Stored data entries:
------------------------------------------------------------
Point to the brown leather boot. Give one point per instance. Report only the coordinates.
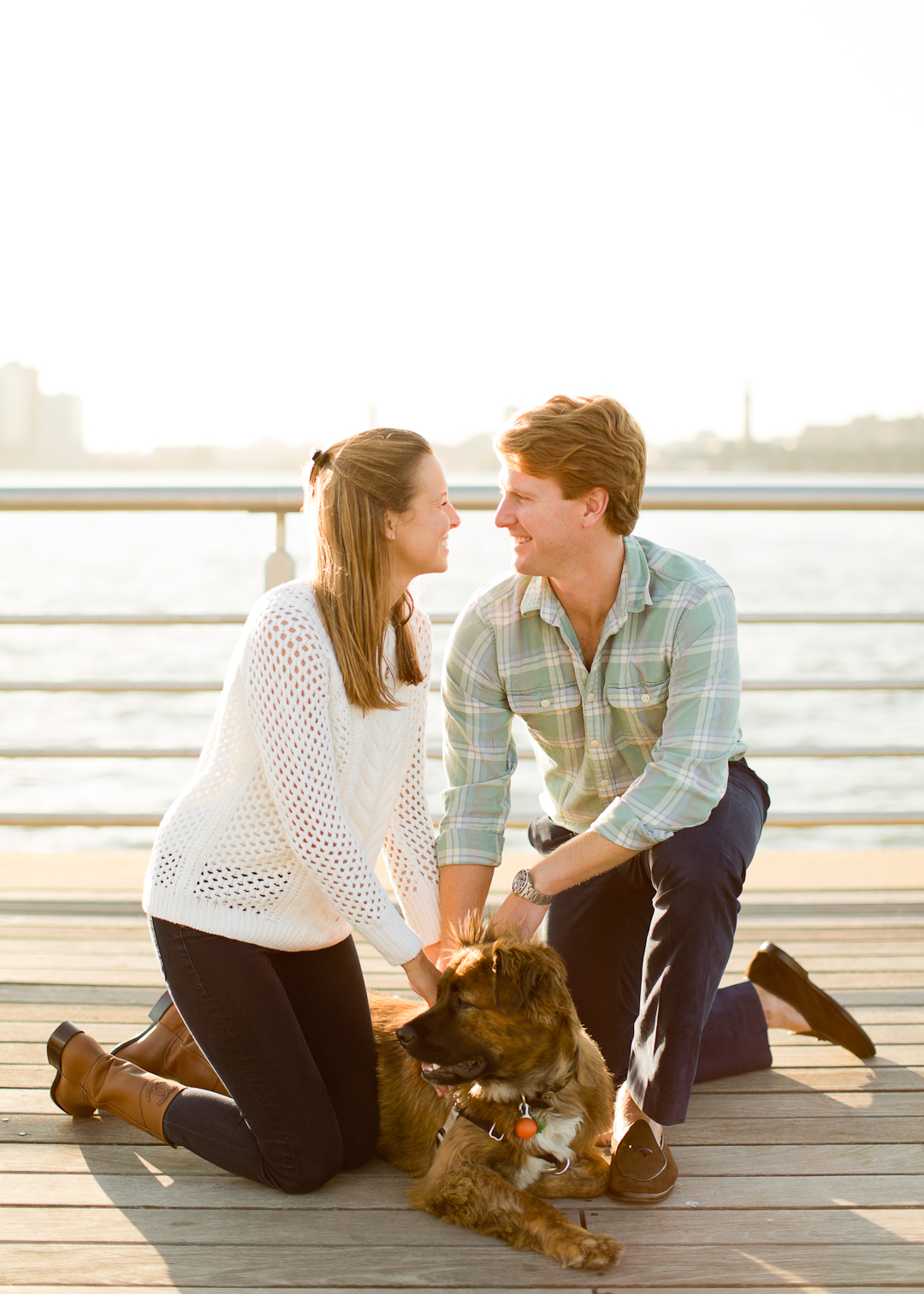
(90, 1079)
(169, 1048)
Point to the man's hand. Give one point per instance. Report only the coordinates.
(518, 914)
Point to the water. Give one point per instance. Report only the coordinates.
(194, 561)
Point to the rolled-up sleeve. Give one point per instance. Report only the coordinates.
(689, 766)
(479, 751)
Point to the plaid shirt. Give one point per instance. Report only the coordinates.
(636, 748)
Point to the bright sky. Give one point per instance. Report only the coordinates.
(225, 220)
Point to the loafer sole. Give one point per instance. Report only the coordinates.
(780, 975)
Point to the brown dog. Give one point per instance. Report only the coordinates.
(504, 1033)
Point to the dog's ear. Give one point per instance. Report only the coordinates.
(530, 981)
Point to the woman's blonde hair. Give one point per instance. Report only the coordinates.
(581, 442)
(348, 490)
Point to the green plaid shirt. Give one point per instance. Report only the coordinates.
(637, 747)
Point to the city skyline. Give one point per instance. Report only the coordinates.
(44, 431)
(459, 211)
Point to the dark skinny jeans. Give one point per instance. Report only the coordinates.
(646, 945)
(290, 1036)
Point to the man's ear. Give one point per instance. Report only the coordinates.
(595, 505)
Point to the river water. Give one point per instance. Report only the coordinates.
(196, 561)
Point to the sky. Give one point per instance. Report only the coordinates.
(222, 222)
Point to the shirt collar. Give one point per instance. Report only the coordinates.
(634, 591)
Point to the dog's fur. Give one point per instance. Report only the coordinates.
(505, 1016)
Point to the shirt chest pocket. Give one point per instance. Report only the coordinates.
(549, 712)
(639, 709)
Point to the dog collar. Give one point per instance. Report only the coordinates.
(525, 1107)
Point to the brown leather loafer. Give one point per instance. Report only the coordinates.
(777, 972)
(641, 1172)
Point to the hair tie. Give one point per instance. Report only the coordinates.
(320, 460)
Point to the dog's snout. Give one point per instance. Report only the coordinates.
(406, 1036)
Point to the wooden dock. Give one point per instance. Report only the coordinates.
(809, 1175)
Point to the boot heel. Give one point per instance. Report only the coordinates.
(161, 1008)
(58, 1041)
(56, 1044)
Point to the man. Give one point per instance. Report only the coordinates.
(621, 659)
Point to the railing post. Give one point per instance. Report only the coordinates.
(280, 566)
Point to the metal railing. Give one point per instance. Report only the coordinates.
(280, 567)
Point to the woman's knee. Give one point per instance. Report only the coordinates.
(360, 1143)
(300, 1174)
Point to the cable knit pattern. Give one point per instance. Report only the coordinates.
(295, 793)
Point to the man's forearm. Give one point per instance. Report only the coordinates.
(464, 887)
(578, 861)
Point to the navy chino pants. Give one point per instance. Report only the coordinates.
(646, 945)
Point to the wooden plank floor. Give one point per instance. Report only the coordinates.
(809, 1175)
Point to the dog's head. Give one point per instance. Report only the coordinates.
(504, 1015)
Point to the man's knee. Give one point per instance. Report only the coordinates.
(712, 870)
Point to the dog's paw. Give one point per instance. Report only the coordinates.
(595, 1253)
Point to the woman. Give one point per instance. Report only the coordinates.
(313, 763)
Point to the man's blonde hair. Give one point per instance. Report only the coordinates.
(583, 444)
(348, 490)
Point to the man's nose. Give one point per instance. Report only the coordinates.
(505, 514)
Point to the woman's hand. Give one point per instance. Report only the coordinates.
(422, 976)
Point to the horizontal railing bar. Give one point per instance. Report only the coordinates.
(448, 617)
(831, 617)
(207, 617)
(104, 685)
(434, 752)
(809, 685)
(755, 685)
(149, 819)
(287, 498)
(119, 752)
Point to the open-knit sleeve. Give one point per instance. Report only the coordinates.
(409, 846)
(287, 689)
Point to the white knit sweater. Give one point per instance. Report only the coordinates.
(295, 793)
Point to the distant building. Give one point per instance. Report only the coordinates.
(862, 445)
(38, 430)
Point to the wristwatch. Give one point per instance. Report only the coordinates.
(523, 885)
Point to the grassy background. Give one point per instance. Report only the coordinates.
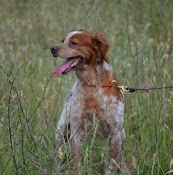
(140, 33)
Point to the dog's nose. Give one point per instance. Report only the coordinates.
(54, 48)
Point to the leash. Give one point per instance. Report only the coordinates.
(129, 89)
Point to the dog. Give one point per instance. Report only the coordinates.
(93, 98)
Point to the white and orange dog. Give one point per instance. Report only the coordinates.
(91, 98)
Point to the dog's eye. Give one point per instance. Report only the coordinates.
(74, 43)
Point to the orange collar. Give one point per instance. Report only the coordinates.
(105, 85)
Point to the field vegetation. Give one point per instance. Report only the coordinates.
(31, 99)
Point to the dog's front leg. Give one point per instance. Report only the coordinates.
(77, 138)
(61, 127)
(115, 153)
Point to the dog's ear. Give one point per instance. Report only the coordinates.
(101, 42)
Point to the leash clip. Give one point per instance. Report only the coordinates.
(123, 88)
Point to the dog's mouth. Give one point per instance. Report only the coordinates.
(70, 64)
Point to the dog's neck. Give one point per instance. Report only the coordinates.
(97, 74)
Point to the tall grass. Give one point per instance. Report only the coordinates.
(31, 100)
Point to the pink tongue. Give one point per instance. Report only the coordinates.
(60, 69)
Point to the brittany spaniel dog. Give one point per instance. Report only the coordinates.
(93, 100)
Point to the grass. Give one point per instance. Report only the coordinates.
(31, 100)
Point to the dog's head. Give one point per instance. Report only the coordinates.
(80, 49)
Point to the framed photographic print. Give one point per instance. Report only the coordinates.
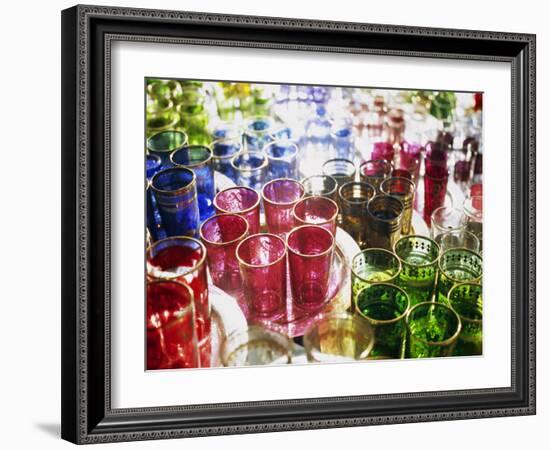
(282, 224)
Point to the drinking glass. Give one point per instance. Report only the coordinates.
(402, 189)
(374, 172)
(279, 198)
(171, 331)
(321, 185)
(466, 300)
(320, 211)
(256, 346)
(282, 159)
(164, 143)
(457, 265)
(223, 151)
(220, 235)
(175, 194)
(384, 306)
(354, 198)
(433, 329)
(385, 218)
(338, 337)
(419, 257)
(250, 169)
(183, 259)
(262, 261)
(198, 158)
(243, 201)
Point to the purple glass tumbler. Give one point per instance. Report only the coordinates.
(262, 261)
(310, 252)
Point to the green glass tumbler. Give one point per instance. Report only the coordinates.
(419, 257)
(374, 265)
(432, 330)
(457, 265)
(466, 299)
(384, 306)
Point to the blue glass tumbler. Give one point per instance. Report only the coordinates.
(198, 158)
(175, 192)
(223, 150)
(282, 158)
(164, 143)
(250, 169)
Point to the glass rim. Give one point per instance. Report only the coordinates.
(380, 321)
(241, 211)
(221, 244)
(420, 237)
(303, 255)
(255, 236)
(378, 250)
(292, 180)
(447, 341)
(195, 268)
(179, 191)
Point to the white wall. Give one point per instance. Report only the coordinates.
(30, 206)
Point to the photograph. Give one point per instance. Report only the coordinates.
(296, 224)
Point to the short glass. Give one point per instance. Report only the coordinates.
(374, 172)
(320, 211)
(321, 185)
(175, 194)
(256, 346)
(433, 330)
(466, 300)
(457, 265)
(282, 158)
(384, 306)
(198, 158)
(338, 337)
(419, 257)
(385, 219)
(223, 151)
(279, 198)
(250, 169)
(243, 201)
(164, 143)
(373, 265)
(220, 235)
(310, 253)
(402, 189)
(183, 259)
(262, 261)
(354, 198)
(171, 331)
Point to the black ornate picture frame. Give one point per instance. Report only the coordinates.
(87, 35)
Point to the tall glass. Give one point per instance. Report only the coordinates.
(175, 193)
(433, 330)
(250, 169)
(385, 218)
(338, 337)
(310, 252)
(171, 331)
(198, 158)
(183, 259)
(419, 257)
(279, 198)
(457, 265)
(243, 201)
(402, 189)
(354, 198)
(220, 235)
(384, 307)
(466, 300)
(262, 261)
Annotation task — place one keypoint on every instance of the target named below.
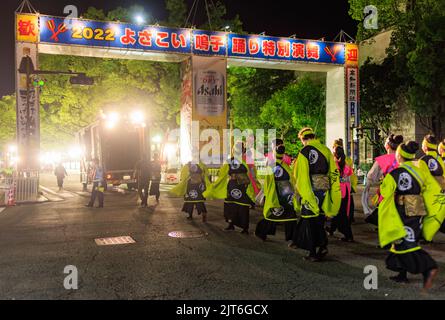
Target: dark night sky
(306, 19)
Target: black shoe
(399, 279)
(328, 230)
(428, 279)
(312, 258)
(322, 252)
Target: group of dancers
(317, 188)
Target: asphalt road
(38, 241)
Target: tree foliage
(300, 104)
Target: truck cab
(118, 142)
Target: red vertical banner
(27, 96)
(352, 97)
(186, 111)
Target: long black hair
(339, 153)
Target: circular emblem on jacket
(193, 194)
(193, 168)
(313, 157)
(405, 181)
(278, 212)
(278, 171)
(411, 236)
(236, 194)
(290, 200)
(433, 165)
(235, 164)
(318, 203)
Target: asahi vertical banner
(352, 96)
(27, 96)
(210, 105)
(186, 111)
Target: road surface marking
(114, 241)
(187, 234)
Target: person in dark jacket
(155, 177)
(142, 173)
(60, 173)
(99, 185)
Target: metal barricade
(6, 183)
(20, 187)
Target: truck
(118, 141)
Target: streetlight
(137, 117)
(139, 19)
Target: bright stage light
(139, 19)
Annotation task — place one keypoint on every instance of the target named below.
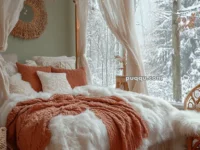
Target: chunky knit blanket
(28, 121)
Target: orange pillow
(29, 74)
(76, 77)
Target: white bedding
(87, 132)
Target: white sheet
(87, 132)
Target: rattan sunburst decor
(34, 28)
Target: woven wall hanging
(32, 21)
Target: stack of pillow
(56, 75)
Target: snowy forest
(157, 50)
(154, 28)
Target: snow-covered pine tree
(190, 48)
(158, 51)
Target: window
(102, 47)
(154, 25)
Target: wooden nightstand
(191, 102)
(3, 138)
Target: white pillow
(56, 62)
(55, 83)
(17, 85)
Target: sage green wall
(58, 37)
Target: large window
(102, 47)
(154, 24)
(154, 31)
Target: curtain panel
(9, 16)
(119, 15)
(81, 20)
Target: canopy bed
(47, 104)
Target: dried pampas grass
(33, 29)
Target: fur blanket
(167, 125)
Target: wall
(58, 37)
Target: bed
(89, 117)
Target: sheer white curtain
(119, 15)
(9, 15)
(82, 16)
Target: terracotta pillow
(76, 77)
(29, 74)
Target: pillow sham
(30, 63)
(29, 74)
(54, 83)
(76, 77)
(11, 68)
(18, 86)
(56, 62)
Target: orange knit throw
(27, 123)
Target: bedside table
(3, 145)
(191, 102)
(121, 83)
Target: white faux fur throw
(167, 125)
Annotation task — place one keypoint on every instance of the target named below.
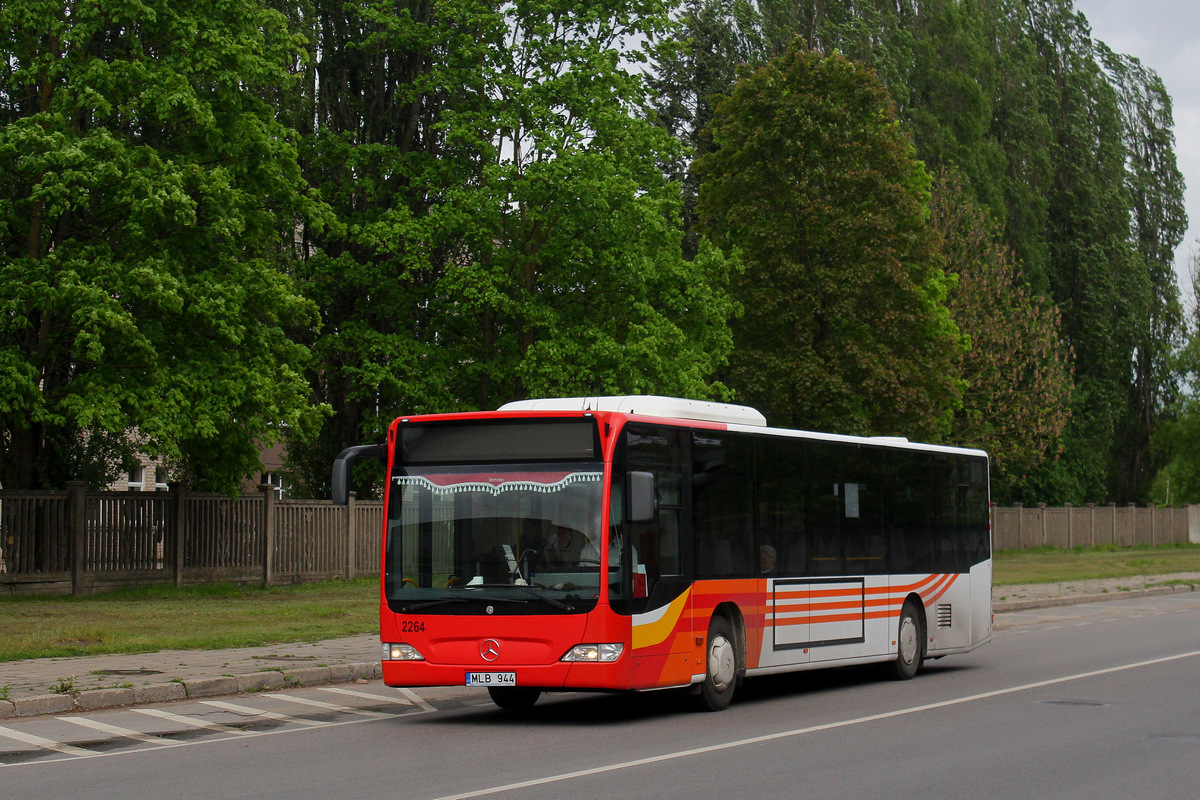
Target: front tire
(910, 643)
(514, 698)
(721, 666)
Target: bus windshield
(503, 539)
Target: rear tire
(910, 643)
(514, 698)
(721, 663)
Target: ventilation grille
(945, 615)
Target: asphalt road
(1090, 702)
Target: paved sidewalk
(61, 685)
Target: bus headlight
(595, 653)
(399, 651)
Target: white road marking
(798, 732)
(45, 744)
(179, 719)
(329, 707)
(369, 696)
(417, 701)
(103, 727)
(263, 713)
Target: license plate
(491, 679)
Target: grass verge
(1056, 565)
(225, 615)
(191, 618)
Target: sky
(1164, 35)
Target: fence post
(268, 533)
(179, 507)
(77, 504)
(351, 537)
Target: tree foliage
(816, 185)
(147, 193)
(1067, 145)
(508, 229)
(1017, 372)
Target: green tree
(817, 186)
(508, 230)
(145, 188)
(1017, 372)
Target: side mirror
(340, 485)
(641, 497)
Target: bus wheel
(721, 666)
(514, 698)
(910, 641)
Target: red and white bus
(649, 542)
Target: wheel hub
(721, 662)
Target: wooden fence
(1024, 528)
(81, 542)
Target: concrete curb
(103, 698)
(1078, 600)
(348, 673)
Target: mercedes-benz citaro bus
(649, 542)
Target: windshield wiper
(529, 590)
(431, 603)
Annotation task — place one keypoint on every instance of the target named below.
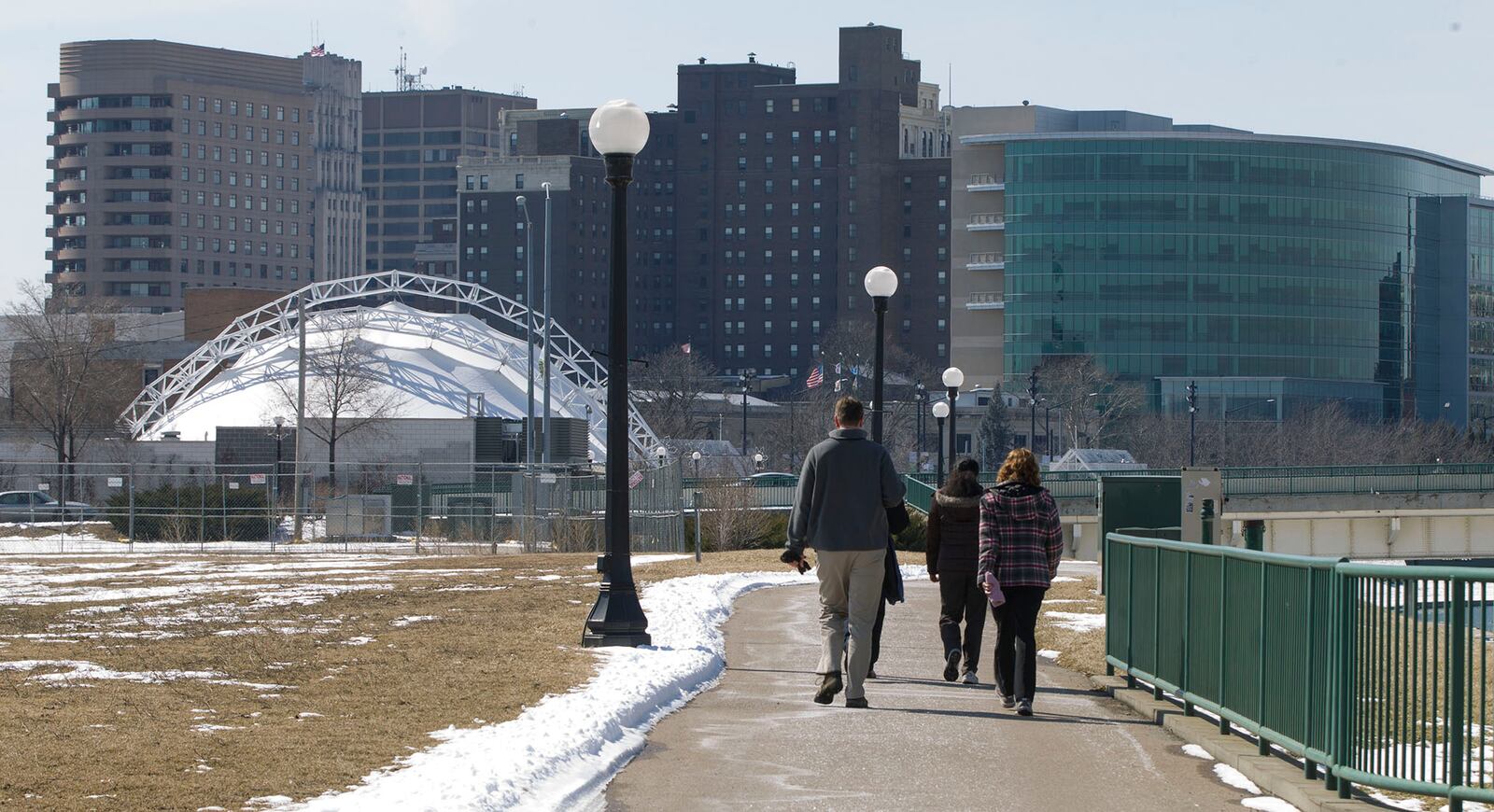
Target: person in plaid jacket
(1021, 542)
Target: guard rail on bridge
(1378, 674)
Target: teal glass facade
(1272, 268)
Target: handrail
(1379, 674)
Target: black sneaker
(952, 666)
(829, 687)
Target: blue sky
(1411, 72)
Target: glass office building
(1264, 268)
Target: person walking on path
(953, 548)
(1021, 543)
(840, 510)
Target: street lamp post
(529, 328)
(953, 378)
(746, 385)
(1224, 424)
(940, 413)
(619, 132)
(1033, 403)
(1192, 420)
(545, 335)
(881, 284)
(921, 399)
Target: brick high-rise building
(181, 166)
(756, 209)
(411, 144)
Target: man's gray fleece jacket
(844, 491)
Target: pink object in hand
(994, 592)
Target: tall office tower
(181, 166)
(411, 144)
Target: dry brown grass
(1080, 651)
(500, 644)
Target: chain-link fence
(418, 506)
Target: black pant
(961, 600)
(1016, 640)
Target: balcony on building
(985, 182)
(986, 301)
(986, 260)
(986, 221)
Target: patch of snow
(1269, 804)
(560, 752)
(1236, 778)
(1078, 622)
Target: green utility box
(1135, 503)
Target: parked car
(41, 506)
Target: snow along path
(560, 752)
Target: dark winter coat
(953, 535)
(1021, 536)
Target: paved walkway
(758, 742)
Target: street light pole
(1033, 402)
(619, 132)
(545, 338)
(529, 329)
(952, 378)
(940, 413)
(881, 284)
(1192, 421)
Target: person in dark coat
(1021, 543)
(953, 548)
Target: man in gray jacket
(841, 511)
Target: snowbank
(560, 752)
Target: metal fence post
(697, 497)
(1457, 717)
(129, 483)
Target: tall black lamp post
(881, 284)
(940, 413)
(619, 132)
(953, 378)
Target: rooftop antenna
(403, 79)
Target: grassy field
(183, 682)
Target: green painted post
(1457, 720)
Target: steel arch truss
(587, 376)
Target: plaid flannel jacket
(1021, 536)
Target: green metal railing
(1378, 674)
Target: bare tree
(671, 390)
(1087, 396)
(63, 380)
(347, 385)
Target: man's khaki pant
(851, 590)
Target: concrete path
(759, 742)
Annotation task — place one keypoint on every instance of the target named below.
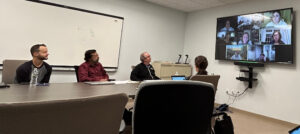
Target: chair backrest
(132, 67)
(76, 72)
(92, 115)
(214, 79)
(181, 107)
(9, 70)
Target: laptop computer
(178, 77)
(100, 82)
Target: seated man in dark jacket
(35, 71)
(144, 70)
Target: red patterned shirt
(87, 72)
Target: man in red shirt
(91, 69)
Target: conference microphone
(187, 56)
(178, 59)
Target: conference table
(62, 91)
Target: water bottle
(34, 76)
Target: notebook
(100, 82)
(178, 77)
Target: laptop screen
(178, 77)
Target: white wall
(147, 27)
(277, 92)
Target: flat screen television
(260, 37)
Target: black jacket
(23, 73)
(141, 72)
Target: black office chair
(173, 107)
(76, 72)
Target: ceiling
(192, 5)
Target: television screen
------------------------------------------------------------
> _EXERCISE DETAILS_:
In the data above, find the line with "Target: bare tree" and repeat it and every line after it through the end, exactly; leave the pictures out.

> _WRITTEN ANSWER_:
Target: bare tree
(671, 390)
(1087, 396)
(63, 380)
(347, 385)
Target: man's khaki pant
(851, 590)
Target: concrete path
(759, 742)
Annotation task — place one keypoint on every instance of the target named below.
Target: chair backrest
(132, 67)
(76, 72)
(92, 115)
(214, 79)
(181, 107)
(9, 70)
Target: laptop computer
(178, 77)
(100, 82)
Target: seated man in dark jacket
(35, 71)
(144, 70)
Target: red patterned shirt
(87, 72)
Target: man in red shirt
(91, 69)
Target: conference microphone
(187, 56)
(178, 59)
Target: conference table
(62, 91)
Target: water bottle
(34, 76)
Target: notebook
(100, 82)
(178, 77)
Target: laptop screen
(178, 77)
Target: white wall
(147, 27)
(277, 92)
Target: flat screen television
(260, 37)
Target: black jacket
(23, 73)
(141, 72)
Target: black office chair
(173, 107)
(76, 72)
Target: ceiling
(192, 5)
Target: television screen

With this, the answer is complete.